Reading text:
________________

Thank you for this example and for your explanation regarding conical meshes. I find this topic really interesting, I´m specially interested in the support structure generated between the two meshes, That´s why I tried to fabricate your conical demo by following two approaches. In the first one I succeed but in the second one I got stuck.

1.- In the first approach: I started from the resulting beams between the two meshes, clustering with Owl according to it´s face normal, in order to get both directions of stripes separately as stripes.

2.- In the second approach the idea is to get the mesh faces of the supporting structure and conform boxes with four faces, and then creating strips from this boxes and unrolling them in order to orient them in the horizontal plane for fabrication. Once the boxes are assembled, the idea is to put each box next to the corresponding one to conform the desired shape. But the problem I have is when unrolling the strip. Can you suggest any solution to this problem, please.

________________

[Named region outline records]
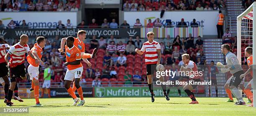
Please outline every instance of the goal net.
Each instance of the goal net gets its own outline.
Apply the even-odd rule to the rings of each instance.
[[[247,9],[237,18],[237,57],[239,63],[242,65],[244,71],[248,69],[245,49],[247,47],[253,47],[253,76],[247,75],[245,78],[245,86],[254,77],[256,77],[256,17],[253,14],[256,14],[256,2],[254,2]],[[254,43],[254,44],[253,44]],[[234,48],[236,50],[235,48]],[[255,60],[254,60],[255,59]],[[251,87],[253,93],[253,101],[256,100],[256,78],[252,83]],[[256,106],[254,103],[253,106]]]

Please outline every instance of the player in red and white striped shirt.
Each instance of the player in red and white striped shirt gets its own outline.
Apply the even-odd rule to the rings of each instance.
[[[193,62],[189,60],[189,55],[184,53],[182,55],[182,61],[184,63],[185,66],[181,66],[180,71],[184,72],[189,72],[189,81],[193,81],[194,82],[200,82],[200,76],[198,75],[194,75],[196,72],[198,74],[198,70],[197,65]],[[192,72],[193,72],[192,73]],[[187,84],[183,87],[183,90],[187,96],[192,100],[192,101],[189,104],[198,104],[198,102],[197,101],[192,91],[195,89],[197,86],[197,85]]]
[[[11,106],[12,104],[11,100],[13,97],[13,90],[16,86],[16,78],[20,77],[22,79],[27,78],[26,76],[26,70],[24,62],[25,58],[25,54],[28,53],[30,56],[33,56],[31,58],[35,59],[35,56],[30,51],[29,47],[27,43],[28,41],[28,37],[26,35],[22,35],[20,36],[20,42],[11,46],[9,52],[5,56],[5,61],[8,63],[8,66],[10,67],[10,75],[11,80],[11,85],[8,91],[8,99],[6,103],[6,106]],[[8,60],[9,57],[10,57],[10,62]],[[38,64],[39,61],[38,59],[35,59],[36,63]],[[15,99],[20,101],[23,101],[19,97],[15,96]]]
[[[155,95],[153,92],[153,86],[152,84],[152,77],[154,71],[156,71],[156,66],[160,64],[161,59],[161,48],[159,43],[154,40],[154,33],[153,32],[148,32],[147,34],[147,37],[148,41],[143,44],[140,50],[136,48],[135,52],[139,55],[143,55],[144,52],[146,53],[145,60],[147,66],[148,83],[151,93],[151,101],[154,102],[155,101]],[[160,77],[159,79],[161,82],[164,81],[163,77]],[[166,100],[169,100],[170,98],[166,93],[166,86],[165,85],[161,84],[161,86],[163,88],[164,96]]]

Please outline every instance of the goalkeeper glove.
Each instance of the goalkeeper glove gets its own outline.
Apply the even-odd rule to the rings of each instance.
[[[221,71],[221,73],[228,73],[228,71],[230,71],[230,69],[229,68],[221,68],[220,71]]]
[[[217,66],[218,67],[220,67],[221,68],[225,68],[225,66],[223,65],[222,63],[220,62],[218,62],[217,63]]]

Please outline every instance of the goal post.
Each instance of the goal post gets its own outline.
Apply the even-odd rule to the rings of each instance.
[[[256,17],[253,16],[254,15],[256,15],[256,2],[237,17],[236,23],[237,57],[241,65],[242,59],[245,59],[245,47],[253,47],[253,77],[254,79],[252,87],[253,101],[256,100]],[[253,106],[256,107],[256,103],[253,102]]]

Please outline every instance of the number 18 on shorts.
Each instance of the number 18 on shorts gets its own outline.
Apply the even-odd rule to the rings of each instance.
[[[73,81],[74,78],[80,78],[84,69],[83,67],[79,67],[72,70],[67,69],[64,80]]]

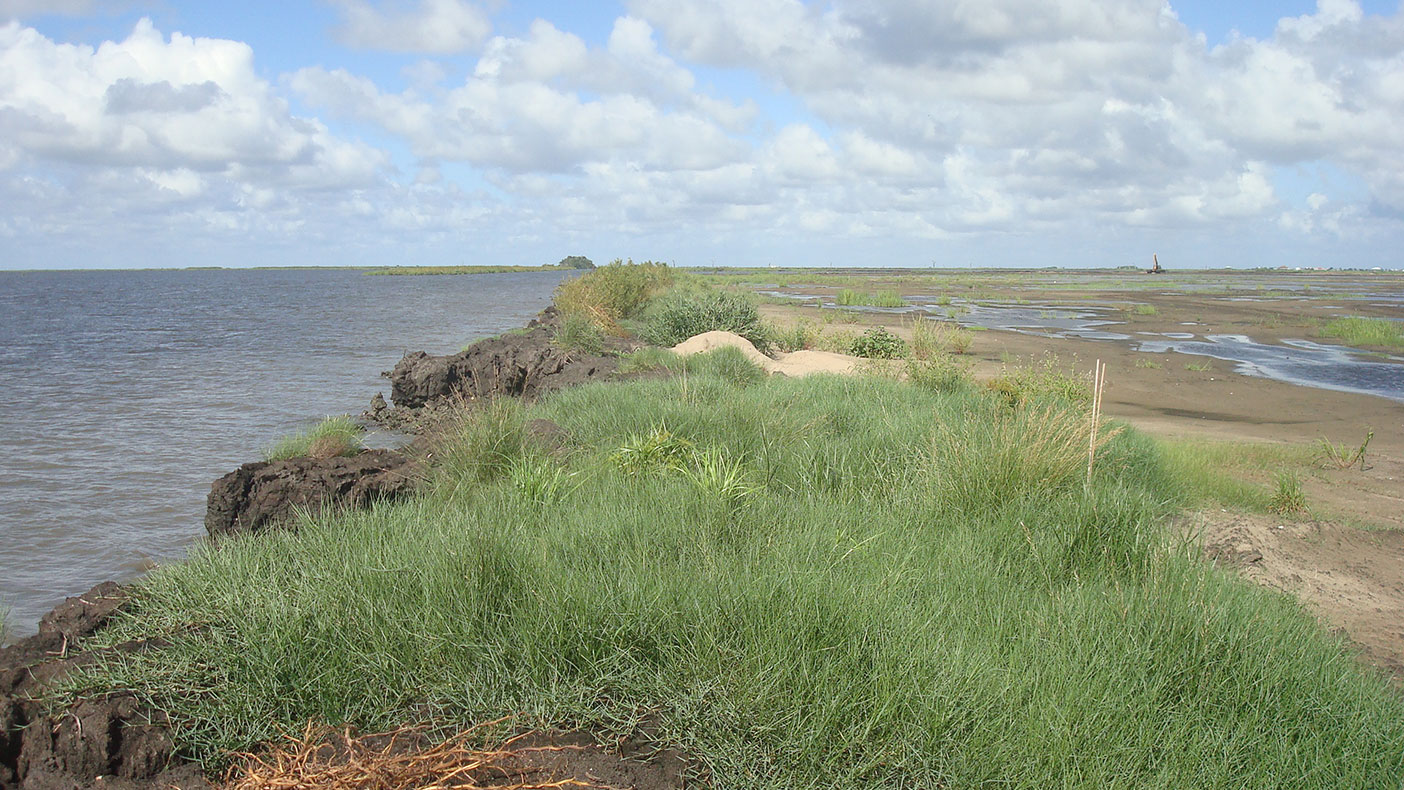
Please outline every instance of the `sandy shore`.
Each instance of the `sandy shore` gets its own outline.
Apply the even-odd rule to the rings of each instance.
[[[1104,312],[1108,304],[1123,306],[1109,313],[1118,321],[1108,327],[1112,331],[1174,333],[1191,324],[1198,335],[1244,334],[1268,344],[1289,338],[1334,342],[1314,338],[1313,327],[1344,312],[1342,299],[1331,293],[1314,299],[1177,293],[1171,278],[1153,278],[1157,288],[1147,292],[1146,282],[1151,278],[1144,276],[1125,278],[1127,289],[1116,290],[1105,285],[1105,274],[1097,276],[1098,288],[1084,290],[1064,283],[1054,289],[1038,282],[1011,285],[1008,276],[1000,276],[983,283],[966,279],[945,293],[955,295],[958,304],[965,290],[990,302],[1082,302],[1102,306]],[[837,290],[806,288],[799,279],[796,275],[789,292],[824,299]],[[932,288],[875,275],[868,285],[869,290],[921,293],[928,299],[932,292],[942,292],[939,279]],[[1261,290],[1262,285],[1257,288]],[[1147,307],[1137,312],[1134,304]],[[1398,310],[1389,302],[1367,300],[1345,303],[1344,309],[1386,317]],[[914,320],[911,314],[848,313],[844,323],[834,323],[838,312],[833,307],[800,304],[765,304],[762,312],[779,324],[810,320],[827,324],[831,331],[859,333],[882,324],[904,338],[911,337]],[[1068,369],[1091,370],[1094,361],[1105,362],[1104,411],[1158,436],[1297,446],[1324,438],[1355,446],[1367,431],[1375,431],[1363,470],[1313,469],[1303,478],[1310,518],[1285,521],[1210,511],[1186,515],[1184,529],[1202,535],[1213,557],[1238,567],[1247,578],[1297,595],[1330,627],[1344,629],[1369,661],[1404,679],[1404,403],[1245,376],[1234,372],[1233,362],[1175,352],[1147,354],[1123,341],[988,330],[973,333],[966,358],[976,377],[993,377],[1007,365],[1046,354],[1056,355]],[[1400,376],[1404,380],[1404,363]],[[1259,481],[1266,484],[1271,476]]]

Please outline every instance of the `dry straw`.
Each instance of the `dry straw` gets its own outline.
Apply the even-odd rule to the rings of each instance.
[[[1087,441],[1087,484],[1092,486],[1092,463],[1097,460],[1097,425],[1102,421],[1102,387],[1106,386],[1106,365],[1101,359],[1092,365],[1092,429]],[[1111,436],[1108,436],[1111,438]]]
[[[542,752],[580,747],[518,747],[511,738],[496,749],[469,745],[482,732],[505,721],[472,727],[430,748],[421,745],[423,728],[351,735],[350,730],[307,724],[300,737],[289,735],[281,748],[243,754],[230,769],[226,790],[546,790],[604,784],[576,779],[529,779],[538,769],[531,758]]]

________________

Jobs:
1 - From the forum post about conical meshes, extract the stretch from "Thank you for" through "separately as stripes.".
2 - Write what comes next in the forum post about conical meshes, picking up right after its last sentence.

The responses:
1 -
Thank you for this example and for your explanation regarding conical meshes. I find this topic really interesting, I´m specially interested in the support structure generated between the two meshes, That´s why I tried to fabricate your conical demo by following two approaches. In the first one I succeed but in the second one I got stuck.

1.- In the first approach: I started from the resulting beams between the two meshes, clustering with Owl according to it´s face normal, in order to get both directions of stripes separately as stripes.

2 -
conical_demo_box.gh (65.0 KB)

Nice idea.
I should probably update the unroller component to work with closed loops.
Here’s a script to use for now though:
boxunroll.gh (40.2 KB)

Also - you’re maybe considering this already, but without anything filling in the top or bottom panels this structure of just the beams as loops won’t be very rigid.

For a paper model I think it could work better to make a sort of tray for each face (adding flaps to join them at the corners).


Here an example of the tray unfolding approach:

trayunfold.gh (24.3 KB)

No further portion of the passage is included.